GIVEN EXERCISE: Identify every line in the records below that contains the word "trunk", and copy each of those lines. Case counts.
── MATERIAL SUPPLIED
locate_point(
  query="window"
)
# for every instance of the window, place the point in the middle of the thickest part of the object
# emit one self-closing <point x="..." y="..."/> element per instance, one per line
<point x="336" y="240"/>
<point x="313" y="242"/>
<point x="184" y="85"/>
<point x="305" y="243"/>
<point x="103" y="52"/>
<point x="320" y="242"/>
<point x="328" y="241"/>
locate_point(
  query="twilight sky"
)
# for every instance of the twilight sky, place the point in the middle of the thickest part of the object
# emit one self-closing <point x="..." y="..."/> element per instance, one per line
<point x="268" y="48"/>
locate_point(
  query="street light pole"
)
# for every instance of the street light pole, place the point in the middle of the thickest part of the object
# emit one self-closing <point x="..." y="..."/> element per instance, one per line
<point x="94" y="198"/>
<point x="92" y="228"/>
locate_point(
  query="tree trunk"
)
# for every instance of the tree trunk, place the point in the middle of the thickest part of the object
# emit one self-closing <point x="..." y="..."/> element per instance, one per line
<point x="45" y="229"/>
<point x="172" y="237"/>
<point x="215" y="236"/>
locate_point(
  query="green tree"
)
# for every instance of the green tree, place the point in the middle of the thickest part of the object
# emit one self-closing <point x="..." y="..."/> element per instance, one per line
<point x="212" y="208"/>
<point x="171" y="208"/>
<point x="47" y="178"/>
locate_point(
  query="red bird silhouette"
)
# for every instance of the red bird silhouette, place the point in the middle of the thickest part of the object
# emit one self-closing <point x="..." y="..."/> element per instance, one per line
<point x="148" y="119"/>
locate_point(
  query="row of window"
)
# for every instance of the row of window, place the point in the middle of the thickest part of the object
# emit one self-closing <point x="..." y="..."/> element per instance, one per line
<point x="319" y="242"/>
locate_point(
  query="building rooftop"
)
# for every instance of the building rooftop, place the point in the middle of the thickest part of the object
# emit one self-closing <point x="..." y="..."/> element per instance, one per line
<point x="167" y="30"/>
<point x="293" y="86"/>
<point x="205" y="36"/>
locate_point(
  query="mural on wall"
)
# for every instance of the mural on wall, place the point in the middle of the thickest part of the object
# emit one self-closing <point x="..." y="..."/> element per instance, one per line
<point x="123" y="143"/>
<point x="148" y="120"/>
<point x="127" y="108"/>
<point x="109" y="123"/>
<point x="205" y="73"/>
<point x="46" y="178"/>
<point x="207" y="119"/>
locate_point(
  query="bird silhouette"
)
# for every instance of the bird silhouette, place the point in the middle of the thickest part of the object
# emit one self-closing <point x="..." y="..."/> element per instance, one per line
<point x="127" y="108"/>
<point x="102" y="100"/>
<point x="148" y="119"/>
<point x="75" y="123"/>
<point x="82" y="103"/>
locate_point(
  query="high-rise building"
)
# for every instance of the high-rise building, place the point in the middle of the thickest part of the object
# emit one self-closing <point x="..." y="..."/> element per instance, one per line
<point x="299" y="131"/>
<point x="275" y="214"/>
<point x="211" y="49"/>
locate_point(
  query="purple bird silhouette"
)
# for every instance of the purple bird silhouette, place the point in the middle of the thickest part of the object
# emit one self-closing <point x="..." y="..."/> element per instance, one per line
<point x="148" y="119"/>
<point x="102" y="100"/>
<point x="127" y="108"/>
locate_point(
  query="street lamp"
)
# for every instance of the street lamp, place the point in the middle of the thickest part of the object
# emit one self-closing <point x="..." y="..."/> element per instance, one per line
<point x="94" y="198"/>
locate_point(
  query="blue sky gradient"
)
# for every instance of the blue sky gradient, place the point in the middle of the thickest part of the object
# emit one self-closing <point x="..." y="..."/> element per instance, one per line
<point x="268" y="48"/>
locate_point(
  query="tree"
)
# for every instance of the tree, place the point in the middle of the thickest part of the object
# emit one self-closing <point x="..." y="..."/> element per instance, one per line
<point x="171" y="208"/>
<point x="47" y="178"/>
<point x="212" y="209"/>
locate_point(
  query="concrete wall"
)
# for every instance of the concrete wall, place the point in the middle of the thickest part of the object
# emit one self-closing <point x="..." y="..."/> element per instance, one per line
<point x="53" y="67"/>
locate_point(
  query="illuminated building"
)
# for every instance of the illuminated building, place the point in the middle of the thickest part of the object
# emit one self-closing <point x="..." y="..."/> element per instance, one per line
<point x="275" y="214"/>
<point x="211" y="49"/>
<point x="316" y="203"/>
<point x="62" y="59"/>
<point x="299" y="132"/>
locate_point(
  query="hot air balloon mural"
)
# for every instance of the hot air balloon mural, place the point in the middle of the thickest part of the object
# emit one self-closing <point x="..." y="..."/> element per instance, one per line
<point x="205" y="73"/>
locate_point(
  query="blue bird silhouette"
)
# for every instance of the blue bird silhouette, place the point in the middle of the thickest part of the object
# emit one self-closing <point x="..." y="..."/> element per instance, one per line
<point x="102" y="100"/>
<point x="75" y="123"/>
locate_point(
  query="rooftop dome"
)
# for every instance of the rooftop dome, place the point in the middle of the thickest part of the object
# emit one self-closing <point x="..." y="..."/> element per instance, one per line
────
WRITTEN REPLY:
  query="tree trunk"
# for every instance of the tree trunk, place the point in the middle of the thickest part of the object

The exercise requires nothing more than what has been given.